- EXERCISE DETAILS -
Reproduce the data below in full, changing every instance of "single pin" to "single marker" and leaving all other text untouched.
== == ==
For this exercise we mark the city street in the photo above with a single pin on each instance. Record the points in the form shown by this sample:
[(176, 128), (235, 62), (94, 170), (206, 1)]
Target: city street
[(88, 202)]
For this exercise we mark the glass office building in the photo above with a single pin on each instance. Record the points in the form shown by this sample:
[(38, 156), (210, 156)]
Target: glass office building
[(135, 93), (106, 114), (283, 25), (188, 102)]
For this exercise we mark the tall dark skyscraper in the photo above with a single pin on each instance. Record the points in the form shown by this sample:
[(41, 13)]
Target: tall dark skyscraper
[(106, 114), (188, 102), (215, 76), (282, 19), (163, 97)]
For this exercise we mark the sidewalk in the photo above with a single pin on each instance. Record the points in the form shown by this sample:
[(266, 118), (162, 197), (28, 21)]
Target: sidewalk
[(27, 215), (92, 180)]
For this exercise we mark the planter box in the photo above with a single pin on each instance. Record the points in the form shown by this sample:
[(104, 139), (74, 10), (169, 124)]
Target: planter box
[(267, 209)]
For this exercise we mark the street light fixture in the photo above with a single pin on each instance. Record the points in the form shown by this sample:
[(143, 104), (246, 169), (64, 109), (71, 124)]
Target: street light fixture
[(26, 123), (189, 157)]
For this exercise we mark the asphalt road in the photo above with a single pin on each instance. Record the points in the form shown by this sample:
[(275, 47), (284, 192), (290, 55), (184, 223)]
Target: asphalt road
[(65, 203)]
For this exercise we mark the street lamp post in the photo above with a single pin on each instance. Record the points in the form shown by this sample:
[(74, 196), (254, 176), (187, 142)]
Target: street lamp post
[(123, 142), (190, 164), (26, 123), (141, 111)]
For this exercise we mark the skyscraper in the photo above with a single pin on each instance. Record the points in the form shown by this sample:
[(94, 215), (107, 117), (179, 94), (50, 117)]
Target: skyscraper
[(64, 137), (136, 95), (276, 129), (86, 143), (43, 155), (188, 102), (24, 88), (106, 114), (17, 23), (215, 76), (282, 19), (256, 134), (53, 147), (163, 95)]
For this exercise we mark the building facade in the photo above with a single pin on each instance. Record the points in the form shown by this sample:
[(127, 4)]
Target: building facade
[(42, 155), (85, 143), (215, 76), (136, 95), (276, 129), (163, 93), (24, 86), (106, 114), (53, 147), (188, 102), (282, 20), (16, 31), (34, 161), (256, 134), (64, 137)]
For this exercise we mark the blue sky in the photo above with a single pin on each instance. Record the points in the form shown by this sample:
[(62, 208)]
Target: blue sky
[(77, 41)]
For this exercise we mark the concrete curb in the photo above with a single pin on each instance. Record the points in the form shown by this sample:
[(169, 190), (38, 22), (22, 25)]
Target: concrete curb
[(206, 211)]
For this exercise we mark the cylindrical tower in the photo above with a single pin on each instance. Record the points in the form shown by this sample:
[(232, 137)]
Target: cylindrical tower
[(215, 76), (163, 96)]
== == ==
- ANSWER FOR THIS EXERCISE -
For this exercise we mark the city street in the photo above with a single marker on each instance. Record the points in the form shown by this sample:
[(176, 128), (235, 62), (94, 170), (206, 1)]
Target: city street
[(88, 202)]
For this exercise we mark the glass office building in the photo above with a single marker on each instance. Record the points in the form shown by this sample:
[(38, 156), (210, 156)]
Target: glass office building
[(135, 93), (106, 114), (283, 25), (188, 102)]
For this exercise we mark the tall dark skyscraper in the photo above with a single marker on each instance. Record the points in the form shown by this sample:
[(41, 13)]
Target: tall dark skyscraper
[(106, 114), (188, 102), (215, 76), (282, 19), (163, 97)]
For this exercise we mark the sidewalk in the photo above with a single marker on each instance. Record the points in the form shown by this sample:
[(266, 118), (162, 197), (28, 21)]
Target: sidewalk
[(27, 215), (92, 180)]
For this exercise we mark the planter box in the photo above with a single marker on each instance. Record the points in the form shown by this sample:
[(104, 139), (74, 10), (169, 124)]
Target: planter box
[(267, 209)]
For this exercise we mark the street light fixture in the photo above with a single marker on each instance. Record the points in the form shown by this sample:
[(143, 104), (246, 169), (64, 109), (71, 124)]
Target: street light fixture
[(26, 123), (189, 157)]
For this exercise we mark the asphalt road in the photo above with a single marker on each instance. Record the points in the form shown by this sample:
[(275, 47), (284, 192), (290, 55), (184, 223)]
Target: asphalt road
[(65, 203)]
For this exercise we mark the street lamp post in the photo above with a single marker on each instance. Record the points in the form shown by this sample:
[(74, 196), (254, 176), (187, 142)]
Target: street lamp post
[(123, 142), (190, 164), (26, 123), (141, 111)]
For this exercise we mark the skyscraper in the photo above with a single marker on each instance. Record the points in the form shown by this sample:
[(94, 215), (107, 117), (179, 94), (50, 117)]
Target: skyscraper
[(64, 137), (136, 95), (276, 129), (86, 143), (43, 155), (188, 102), (24, 88), (106, 114), (17, 23), (215, 76), (282, 19), (256, 134), (53, 147), (163, 95)]
For this exercise we mark the building facade in the photo above with a single marker on each instance. Record the points in the form shown by this sample:
[(127, 4)]
Target: building facade
[(42, 155), (85, 143), (215, 76), (136, 95), (276, 129), (163, 93), (24, 86), (106, 114), (53, 147), (188, 102), (282, 20), (16, 31), (34, 161), (256, 134), (64, 137)]
For this exercise we mark the blue sky in the photo above with a single marker on each instance. Record the points in the form shown by this sample:
[(62, 208)]
Target: blue sky
[(77, 41)]
For this exercise we mark the concrete curb in the photo above with a single marker on each instance. Record the points in the form shown by this sample:
[(169, 190), (38, 22), (22, 25)]
Target: concrete curb
[(206, 211)]
For this exercise we mark the cylindrical tower in the photo above with a single marker on each instance. Record the points in the form shown by this sample:
[(232, 137)]
Target: cylindrical tower
[(215, 76), (163, 96)]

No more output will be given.